Records shown:
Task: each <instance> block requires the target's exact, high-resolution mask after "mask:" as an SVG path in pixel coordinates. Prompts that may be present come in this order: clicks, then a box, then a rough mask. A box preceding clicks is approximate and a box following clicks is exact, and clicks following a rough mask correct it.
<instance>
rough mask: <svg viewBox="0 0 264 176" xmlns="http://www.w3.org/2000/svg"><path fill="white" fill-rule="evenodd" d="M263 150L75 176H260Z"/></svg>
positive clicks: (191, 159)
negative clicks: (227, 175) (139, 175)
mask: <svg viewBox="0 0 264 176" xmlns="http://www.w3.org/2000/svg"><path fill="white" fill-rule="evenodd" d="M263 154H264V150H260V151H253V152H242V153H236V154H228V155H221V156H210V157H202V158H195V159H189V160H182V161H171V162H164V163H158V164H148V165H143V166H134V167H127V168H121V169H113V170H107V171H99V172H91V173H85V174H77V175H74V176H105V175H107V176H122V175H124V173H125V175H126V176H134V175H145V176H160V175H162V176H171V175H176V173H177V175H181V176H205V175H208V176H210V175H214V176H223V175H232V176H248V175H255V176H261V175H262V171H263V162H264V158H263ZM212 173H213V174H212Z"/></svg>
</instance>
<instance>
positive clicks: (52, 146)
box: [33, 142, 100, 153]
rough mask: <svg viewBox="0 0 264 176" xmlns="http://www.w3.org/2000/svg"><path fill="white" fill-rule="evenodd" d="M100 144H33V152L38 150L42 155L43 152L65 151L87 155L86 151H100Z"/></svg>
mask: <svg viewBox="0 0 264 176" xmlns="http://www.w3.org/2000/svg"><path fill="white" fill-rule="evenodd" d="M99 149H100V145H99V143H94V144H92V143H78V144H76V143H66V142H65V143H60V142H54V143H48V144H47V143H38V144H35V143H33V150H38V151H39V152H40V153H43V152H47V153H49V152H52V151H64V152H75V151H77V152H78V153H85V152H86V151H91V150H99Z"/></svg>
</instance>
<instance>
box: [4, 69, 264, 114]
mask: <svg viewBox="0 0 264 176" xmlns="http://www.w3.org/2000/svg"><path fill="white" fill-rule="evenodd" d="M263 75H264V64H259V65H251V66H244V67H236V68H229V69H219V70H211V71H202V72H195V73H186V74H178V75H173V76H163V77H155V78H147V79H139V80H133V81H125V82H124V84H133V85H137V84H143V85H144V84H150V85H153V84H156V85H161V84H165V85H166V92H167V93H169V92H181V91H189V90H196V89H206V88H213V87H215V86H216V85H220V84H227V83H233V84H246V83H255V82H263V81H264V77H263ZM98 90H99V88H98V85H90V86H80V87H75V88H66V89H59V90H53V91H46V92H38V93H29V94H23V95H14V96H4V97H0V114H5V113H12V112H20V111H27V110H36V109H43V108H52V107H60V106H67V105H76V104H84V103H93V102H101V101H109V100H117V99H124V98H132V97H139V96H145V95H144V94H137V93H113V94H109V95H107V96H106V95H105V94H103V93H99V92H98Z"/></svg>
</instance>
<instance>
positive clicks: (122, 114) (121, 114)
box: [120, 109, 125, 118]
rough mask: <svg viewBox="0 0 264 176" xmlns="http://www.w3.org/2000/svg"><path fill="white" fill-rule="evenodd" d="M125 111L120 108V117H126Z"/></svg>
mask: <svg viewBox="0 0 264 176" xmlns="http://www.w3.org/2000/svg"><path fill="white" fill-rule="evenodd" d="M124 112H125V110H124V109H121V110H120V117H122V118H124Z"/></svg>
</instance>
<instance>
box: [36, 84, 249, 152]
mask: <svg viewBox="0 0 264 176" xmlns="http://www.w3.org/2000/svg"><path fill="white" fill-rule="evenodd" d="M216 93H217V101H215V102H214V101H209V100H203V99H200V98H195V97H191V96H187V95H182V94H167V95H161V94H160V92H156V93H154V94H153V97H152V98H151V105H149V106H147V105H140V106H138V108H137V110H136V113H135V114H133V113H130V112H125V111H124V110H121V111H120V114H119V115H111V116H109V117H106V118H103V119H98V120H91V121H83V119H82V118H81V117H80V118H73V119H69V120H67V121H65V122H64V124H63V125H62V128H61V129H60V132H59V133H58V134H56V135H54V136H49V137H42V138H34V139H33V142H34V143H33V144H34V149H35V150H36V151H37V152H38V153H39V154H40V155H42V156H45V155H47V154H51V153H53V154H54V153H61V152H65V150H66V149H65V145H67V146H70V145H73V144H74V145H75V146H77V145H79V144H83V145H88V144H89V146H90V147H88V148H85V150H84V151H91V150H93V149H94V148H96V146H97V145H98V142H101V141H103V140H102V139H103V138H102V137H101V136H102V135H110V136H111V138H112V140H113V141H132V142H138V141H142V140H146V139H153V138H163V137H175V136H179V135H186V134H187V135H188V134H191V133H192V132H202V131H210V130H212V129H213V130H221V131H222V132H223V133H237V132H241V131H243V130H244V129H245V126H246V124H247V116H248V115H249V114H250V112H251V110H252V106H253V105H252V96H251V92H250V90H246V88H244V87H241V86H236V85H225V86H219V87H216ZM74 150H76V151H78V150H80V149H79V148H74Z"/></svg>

Your assignment:
Please report every line of the records above that contains the word "positive".

Task result:
positive clicks: (191, 159)
positive clicks: (52, 146)
positive clicks: (122, 114) (121, 114)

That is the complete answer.